--- Teks yang Diberikan ---
▬▬▬▬▬▬▬▬▬▬
28/11/10

Tanah, Senjata, dan Air Mata

Postingan saya mengenai film "Journey to The Occupied Lands" sebenarnya dibantu oleh beberapa pihak, salah satunya teman saya, Geger Riyanto (alumnus sosiologi Universitas Indonesia). Geger sendiri bagi saya lebih mengerti dan luas pengetahuannya dibanding saya, termasuk mengenai konflik Israel-Palestina. Ia juga sempat menorehkan pendapatnya mengenai film dokumenter ini dan menurut saya apa yang ia tulis juga merupakan suatu inspirasi tersendiri. Sebagai ucapan terima kasih dan rasa penghargaan saya, maka saya post saja tulisannya. Selamat menikmati :D

--------

Tanah, Senjata, dan Air Mata

Tanggapan atas film “Journey to the Occupied Lands”

They [Arab-Palestinian] are stateless at home.”

—Michael Ambrosino

1

Di lingkungan kita, Indonesia, negara dengan penduduk Muslim terbesar, menyebut Israel sebagai sebuah negara akan banyak mengundang perdebatan. Gus Dur menghadapi banyak kecaman ketika hendak membuka hubungan diplomatik dengan negara Israel yang pada saat itu dipimpin oleh kawannya, Yitzak Rabin.

Tujuh dekade setelah administrasi kenegaraan Zionis berdiri di atas Palestina, sejumlah negara enggan mengakui kedaulatan Israel sebagai sebuah negara. Kepala negara seperti Ahmadinejad pun bahkan dengan blak-blakan kerap mengumbar pernyataan kontroversial berkenaan dengan Israel; misal, pernyataan untuk menghapus Israel dari peta dunia dan meragukan holocaust, dua pernyataan yang kemudian dinyatakan oleh para pejabat Iran telah disalahtafsirkan publik internasional.

Film “Journey to the Occupied Lands” sebenarnya dapat dikatakan sebagai suatu perdebatan tentang eksistensi negara Israel—yang ini diangkat dari sisi kehidupan para warga negaranya sendiri. Sebagai sebuah negara modern, karakteristik birokrasi di Israel amatlah berat sebelah, berperilaku etnosentris, apalagi untuk persoalan tanah yang menjadi hajat kehidupan penting bagi warganya—mengutip sastrawan Mark Twain, “Buy land, they are not making it anymore.”
▬▬▬▬▬▬▬▬▬▬
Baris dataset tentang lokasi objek
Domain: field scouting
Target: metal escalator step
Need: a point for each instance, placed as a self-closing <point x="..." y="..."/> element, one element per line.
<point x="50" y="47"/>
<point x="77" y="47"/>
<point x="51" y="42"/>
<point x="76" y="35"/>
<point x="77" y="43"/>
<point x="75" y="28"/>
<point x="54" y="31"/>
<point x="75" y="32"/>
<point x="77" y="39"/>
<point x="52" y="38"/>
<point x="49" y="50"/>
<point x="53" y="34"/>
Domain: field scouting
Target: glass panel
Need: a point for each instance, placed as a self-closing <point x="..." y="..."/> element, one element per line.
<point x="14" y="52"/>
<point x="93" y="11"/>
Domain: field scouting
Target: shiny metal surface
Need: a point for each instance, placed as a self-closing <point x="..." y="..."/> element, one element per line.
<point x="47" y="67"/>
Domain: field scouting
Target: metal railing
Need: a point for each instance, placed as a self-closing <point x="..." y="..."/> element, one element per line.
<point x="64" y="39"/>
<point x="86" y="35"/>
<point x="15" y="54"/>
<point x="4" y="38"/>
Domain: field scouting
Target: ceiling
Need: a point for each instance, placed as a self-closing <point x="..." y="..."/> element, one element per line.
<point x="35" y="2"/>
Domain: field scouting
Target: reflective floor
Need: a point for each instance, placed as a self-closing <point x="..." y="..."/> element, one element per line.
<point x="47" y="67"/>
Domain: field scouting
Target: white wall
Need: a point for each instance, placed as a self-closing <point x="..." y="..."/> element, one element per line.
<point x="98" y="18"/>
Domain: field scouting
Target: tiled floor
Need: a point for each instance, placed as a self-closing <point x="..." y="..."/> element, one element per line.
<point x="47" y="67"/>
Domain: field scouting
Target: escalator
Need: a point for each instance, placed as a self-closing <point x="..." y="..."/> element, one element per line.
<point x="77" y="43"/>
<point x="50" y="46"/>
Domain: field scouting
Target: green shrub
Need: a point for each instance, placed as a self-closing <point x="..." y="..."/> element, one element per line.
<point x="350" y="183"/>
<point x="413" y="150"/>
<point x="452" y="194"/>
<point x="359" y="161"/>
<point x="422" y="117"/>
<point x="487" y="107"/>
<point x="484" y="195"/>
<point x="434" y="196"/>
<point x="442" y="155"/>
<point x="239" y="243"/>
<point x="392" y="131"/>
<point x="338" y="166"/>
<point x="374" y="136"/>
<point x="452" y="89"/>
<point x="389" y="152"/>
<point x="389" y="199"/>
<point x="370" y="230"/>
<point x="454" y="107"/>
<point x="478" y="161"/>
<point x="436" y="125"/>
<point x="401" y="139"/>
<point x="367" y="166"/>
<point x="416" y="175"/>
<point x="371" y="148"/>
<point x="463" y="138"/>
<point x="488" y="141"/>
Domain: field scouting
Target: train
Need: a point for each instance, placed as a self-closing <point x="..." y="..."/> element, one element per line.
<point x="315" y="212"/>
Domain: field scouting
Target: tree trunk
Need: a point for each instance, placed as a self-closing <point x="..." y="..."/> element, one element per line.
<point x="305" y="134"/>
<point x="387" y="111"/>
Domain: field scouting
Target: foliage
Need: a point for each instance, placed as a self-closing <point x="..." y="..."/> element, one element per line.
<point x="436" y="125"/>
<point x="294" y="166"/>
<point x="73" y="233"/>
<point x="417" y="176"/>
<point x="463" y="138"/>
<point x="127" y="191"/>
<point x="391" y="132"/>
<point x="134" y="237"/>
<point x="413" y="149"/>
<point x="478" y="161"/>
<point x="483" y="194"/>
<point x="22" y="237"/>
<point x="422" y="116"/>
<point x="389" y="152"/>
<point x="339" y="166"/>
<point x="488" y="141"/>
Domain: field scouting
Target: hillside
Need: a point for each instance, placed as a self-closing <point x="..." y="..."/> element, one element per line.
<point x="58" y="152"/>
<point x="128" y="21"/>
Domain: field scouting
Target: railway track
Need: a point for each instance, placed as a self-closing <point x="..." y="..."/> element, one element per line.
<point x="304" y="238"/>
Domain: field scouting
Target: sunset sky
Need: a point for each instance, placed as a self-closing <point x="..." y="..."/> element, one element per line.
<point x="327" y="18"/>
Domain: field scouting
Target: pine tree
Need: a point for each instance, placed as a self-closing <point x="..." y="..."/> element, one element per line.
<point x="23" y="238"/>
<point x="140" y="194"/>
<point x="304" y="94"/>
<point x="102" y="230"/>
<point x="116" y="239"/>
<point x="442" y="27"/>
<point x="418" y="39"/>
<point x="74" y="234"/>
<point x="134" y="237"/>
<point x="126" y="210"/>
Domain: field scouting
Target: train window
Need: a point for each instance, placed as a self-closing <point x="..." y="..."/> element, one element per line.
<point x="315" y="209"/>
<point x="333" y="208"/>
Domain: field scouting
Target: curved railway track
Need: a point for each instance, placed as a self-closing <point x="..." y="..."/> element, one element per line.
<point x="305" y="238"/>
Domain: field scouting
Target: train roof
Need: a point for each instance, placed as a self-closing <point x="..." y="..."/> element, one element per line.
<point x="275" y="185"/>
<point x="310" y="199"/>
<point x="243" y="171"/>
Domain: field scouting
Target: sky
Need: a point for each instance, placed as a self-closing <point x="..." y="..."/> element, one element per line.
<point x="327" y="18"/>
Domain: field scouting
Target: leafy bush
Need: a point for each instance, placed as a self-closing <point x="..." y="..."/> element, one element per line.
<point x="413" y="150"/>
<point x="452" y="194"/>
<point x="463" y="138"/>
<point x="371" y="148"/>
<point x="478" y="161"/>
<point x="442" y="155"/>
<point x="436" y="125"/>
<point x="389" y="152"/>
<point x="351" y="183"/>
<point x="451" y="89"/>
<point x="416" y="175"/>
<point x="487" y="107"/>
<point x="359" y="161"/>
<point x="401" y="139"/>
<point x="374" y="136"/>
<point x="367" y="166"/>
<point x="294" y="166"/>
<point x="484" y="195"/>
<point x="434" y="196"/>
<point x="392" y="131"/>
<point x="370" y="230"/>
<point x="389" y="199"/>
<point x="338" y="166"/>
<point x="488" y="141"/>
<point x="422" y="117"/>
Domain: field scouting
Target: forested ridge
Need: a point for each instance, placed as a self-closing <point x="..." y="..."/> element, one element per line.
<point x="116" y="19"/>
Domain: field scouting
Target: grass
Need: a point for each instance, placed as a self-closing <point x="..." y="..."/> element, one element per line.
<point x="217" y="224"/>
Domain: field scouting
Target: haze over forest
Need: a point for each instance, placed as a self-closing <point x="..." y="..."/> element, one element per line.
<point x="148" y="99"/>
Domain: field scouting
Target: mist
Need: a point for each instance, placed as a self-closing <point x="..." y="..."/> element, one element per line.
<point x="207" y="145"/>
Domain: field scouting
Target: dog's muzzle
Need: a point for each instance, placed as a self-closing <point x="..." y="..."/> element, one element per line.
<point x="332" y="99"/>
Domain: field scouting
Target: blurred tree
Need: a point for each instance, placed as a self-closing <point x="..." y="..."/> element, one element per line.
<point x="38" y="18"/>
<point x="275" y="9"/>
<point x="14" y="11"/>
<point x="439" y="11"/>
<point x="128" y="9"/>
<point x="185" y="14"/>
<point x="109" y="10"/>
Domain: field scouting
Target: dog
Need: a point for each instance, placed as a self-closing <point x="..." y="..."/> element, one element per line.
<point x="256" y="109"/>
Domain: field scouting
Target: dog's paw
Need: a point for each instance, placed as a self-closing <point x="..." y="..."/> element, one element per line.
▬▬▬▬▬▬▬▬▬▬
Lanjutkan tulisan tanggapan atas film "Journey to the Occupied Lands" mulai dari sesudah kalimat terakhirnya.

--- Jawaban Tertulis ---
2

Michael Ambrosino, produser dan pembawa film ini, mengajak kita untuk melihat bagaimana pemerintahan militeristik Israel, atas nama keamanan dan stabilitas, mengambil alih wilayah-wilayah strategis milik orang Arab yang tinggal di bawah wilayah kekuasaannya. Sepotong adegan memperlihatkan bagaimana seorang prajurit, berselempangkan senjata, menendang dagangan wanita Arab.

Keluarga-keluarga Arab diperlakukan dengan tidak adil. Tiba-tiba saja tanah atau rumah mereka dapat diambil oleh warga Yahudi yang mempunyai sertifikat atas wilayah mereka—dan mereka biasa didampingi oleh tentara ketika harus mengusir orang-orang Arab dari rumahnya. Mengajukan perkara semacam di pengadilan Israel yang didominasi oleh para militer Yahudi bagi warga Arab seperti berteriak ke hadapan tembok yang tak akan menjawab. Seorang pengacara Yahudi bahkan bertestimoni, hukum Israel memperkenankan pengadilan untuk menggunakan kesaksian seseorang yang diinterogasi dengan tekanan-tekanan fisik. Mengurus sertifikat tanah pun menjadi proses yang amat rumit bagi orang-orang Arab.

Padahal, di bawah periode mandat Inggris (1923-1948), hak-hak warga Arab atas tanahnya tetap dijaga, tak bisa dibandingkan dengan pada masa administrasi militer Israel di mana aneksasi terjadi pada taraf yang amat masif. Para politisi sayap kiri Israel merasa apa yang dilakukan negaranya ini tidak benar. Mereka merasa negara ini sedang memelihara konflik dan menanam benih-benih kekerasan berkepanjangan. “Bagaimana bisa engkau hidup berdampingan [serumah] dengan orang yang kau ambil alih rumahnya?” tanya pembawa film ini kepada seorang Yahudi yang baru mengambil sebagian rumah yang tadinya milik warga Arab. Tetapi orang-orang kiri Israel menghadapi para pejabat konservatif yang mengatasnamakan keamanan warga Yahudi—keselamatan, menurut mereka, tak bisa dikompromikan dengan kedamaian.

Tanah, sekali lagi, merupakan hajat hidup yang amat vital. Di beberapa bagian film kita disajikan potret para pemuda Arab yang sehari-harinya diperlakukan seperti kriminal oleh tentara negara yang berjaga di mana-mana. Padahal, mereka hanya warga biasa yang hendak pergi bekerja. Para pemuda Arab yang tampak terkatung-katung sebagai kerumunan buruh ini merupakan potret dari warga Arab yang kehilangan tanah mereka.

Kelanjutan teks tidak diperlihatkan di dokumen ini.